- [Texte cité]
━━━━━━━━━━━━━━━━
Avant l'arrivée d'amplificateurs pouvant commander une puissance élevée, il fallait "faire avec" les différentes sortes d'amplificateurs magnétiques. Je ne me limite pas qu'aux seuls amplificateurs magnétiques statiques, mais je traite également des différents amplificateurs magnétiques mécaniques qui ont précédé (amplydine). C'est en fait un hommage à Ernst Alexanderson qui a inventé la plupart des amplificateurs mécaniques.

Ce sont les allemands pendant la seconde guerre mondiale qui ont utilisé à grande échelle et pour la première fois les amplificateurs magnétiques à inductance saturable. Ils les ont vraiment utilisés pour tout: pour diriger les canons, pour guider les V2, pour controler la puissance dezs moteurs électriques,... Ils recherchaient un type d'amplificateur très solide et ne tombant pas en panne. L'arme secrète des allemands, c'était l'amplificateur magnétique! Les américains ont préféré travailler avec les amplidynes (qui n'étaient pas aussi polyvalents et devaient régulièrement être entretenus). Pendant la seconde guerre mondiale, les allemands étaient en avance technologique dans beaucoup de domaines.

L'amplidyne décrit sur la page précédente a un inconvénient de taille et c'est justement... sa taille. Il s'agit d'une lourde construction ayant des parties mobiles: c'est en fait une dynamo de construction spéciale pour obtenir un gain élevé. Un amplificateur magnétique statique (sans parties mobiles) a également un gain en puissance élevé, mais sans les parties mobiles qu'il faut régulièrement entretenir.

L'amplidyne est basé sur le gain en puissance d'un générateur, tandis que l'amplificateur magnétique est basé sur la modification de l'impédance d'un bobinage (inductance saturable). L'amplificateur magnétique travaille avec du courant alternatif (courant commandé), tandis que la commande s'effectue avec du continu.

Une application pratique des inductances saturables est le doublement de la fréquence d'un générateur. Cette application est décrite sur la page des premiers postes de radio.

Nous décrivons ici deux montages:

  • L'inductance saturable qui se comporte comme un thyristor. Un petit courant permet de commander un courant plus important.

  • L'amplificateur magnétique (ou amplistat) qui utilise une inductance saturable et quelques composant externes et permet d'obtenir un gain de plus de mille fois.
Quand on parle de courant, il est important de noter qu'il s'agit de courant continu pour la commande et de courant alternatif pour le courant commandé. Ceci est toujours le cas, même si ce n'est pas précisé dans le texte.

Principe de fonctionnement de l'inductance saturable: un bobinage "en l'air" parcouru par un courant électrique produit un champ magnétique. Il n'y a pas de self-induction qui réduit le courant, qui est de ce fait uniquement limité par la résistance ohmique du bobinage et par la résistance de la charge.
━━━━━━━━━━━━━━━━
Données d'annotation par points
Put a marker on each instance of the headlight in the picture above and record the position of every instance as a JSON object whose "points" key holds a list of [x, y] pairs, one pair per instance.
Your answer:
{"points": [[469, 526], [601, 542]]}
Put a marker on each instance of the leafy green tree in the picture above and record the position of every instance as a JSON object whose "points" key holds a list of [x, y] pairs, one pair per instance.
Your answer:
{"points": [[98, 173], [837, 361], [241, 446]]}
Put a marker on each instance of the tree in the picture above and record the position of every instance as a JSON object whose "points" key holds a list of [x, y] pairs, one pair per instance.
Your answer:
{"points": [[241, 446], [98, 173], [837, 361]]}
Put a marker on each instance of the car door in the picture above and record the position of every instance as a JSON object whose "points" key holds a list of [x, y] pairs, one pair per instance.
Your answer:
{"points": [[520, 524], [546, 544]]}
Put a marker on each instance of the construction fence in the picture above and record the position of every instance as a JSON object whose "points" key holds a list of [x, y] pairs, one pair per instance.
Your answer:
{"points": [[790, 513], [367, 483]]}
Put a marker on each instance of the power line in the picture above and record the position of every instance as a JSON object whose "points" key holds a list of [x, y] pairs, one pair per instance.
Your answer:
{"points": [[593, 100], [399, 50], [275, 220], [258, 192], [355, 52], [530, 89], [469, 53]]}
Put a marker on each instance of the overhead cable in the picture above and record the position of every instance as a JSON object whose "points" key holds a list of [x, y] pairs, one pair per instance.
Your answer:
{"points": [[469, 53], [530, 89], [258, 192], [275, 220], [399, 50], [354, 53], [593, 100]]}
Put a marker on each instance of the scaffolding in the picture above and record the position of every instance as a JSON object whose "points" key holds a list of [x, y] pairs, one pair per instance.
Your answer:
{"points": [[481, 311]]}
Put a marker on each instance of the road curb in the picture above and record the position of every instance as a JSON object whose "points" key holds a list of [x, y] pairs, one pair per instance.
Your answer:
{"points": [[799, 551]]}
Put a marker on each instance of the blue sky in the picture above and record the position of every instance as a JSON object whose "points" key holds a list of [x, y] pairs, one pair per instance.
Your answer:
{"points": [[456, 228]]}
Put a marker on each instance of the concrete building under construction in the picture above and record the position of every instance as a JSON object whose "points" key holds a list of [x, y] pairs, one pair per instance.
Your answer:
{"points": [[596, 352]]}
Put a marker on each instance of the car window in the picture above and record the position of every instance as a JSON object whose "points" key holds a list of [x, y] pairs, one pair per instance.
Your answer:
━━━━━━━━━━━━━━━━
- [Exercice court 1] Selon le texte sur les amplificateurs magnétiques, qui a inventé la plupart des amplificateurs mécaniques ?
- [Exercice court 2] Reproduisez sans modification le passage du texte sur les amplificateurs magnétiques qui s'ouvre sur les mots contenant « L'amplidyne est basé » et se clôt sur « courant plus important. ».
- [Exercice court 3] Poursuivez le texte sur les amplificateurs magnétiques à la suite de sa dernière phrase.

- [Réponse 1] Ernst Alexanderson.

- [Réponse 2]
L'amplidyne est basé sur le gain en puissance d'un générateur, tandis que l'amplificateur magnétique est basé sur la modification de l'impédance d'un bobinage (inductance saturable). L'amplificateur magnétique travaille avec du courant alternatif (courant commandé), tandis que la commande s'effectue avec du continu.

Une application pratique des inductances saturables est le doublement de la fréquence d'un générateur. Cette application est décrite sur la page des premiers postes de radio.

Nous décrivons ici deux montages:

  • L'inductance saturable qui se comporte comme un thyristor. Un petit courant permet de commander un courant plus important.

- [Réponse 3]
Figure 1:
Quand on place un noyau de fer dans le bobinage, le champ induit devient plus important (courbe rouge). Le fer a une perméabilité élevée (amplification du champ magnétique). L'effet est très sensible quand on utilise une forme métallique repliée sur elle même (toroïde) car les lignes de force n'ont pas à quitter le fer.

Le champ induit est si puissant qu'il produit une self-induction qui s'oppose au courant traversant la bobine. Le courant alternatif total est donc faible, c'est comme si la bobine avait une résistance (impédance) élevée.

Figure 2:
Le champ induit n'augmente plus à partir d'un champ magnétique donné. Le fer est saturé. La self-induction qui s'oppose au courant disparait brusquement et le courant n'est limité que par la résistance ohmique de la bobine et la charge.

Figure 3:
En modifiant le niveau de prémagnétisation du noyau de fer, il est possible de déplacer le moment où le noyau entre en saturation, et donc également la résistance effective de la bobine. La prémagnétisation est appliquée par un champ magnétique auxiliaire. La courbe que nous obtenons avec une inductance saturable correspond très fort à celle d'un montage avec thyristors!

Figure 4:
Le champ magnétique auxiliaire est produit par un second bobinage (en rouge). Celui-ci va favoriser la saturation du fer et donc réduire l'impédance effective du bobinage de puissance. La construction n'est pas comparable à celle d'un transfo classique. Les deux bobinages de puissance sont bobinés en sens contraire, produisant un champ nul dans le noyau central (il n'y a pas d'effet de transformation). Une fois la saturation atteinte, la self-induction des bobinages de puissance chute.

Le bobinage de contrôle se compose de nombreux tours de fil fin, permettant d'obtenir beaucoup d'ampères-tours avec un courant relativement faible. Le noyau entre plus ou moins rapidement en saturation selon le niveau de prémagnétisation.

Figure 5:
L'amplification d'une inductance saturable simple: une modification du courant de commande de 10mA produit une modification du courant de 450mA dans le bobinage de puissance. Mais on peut faire mieux en modifiant légèrement le circuit.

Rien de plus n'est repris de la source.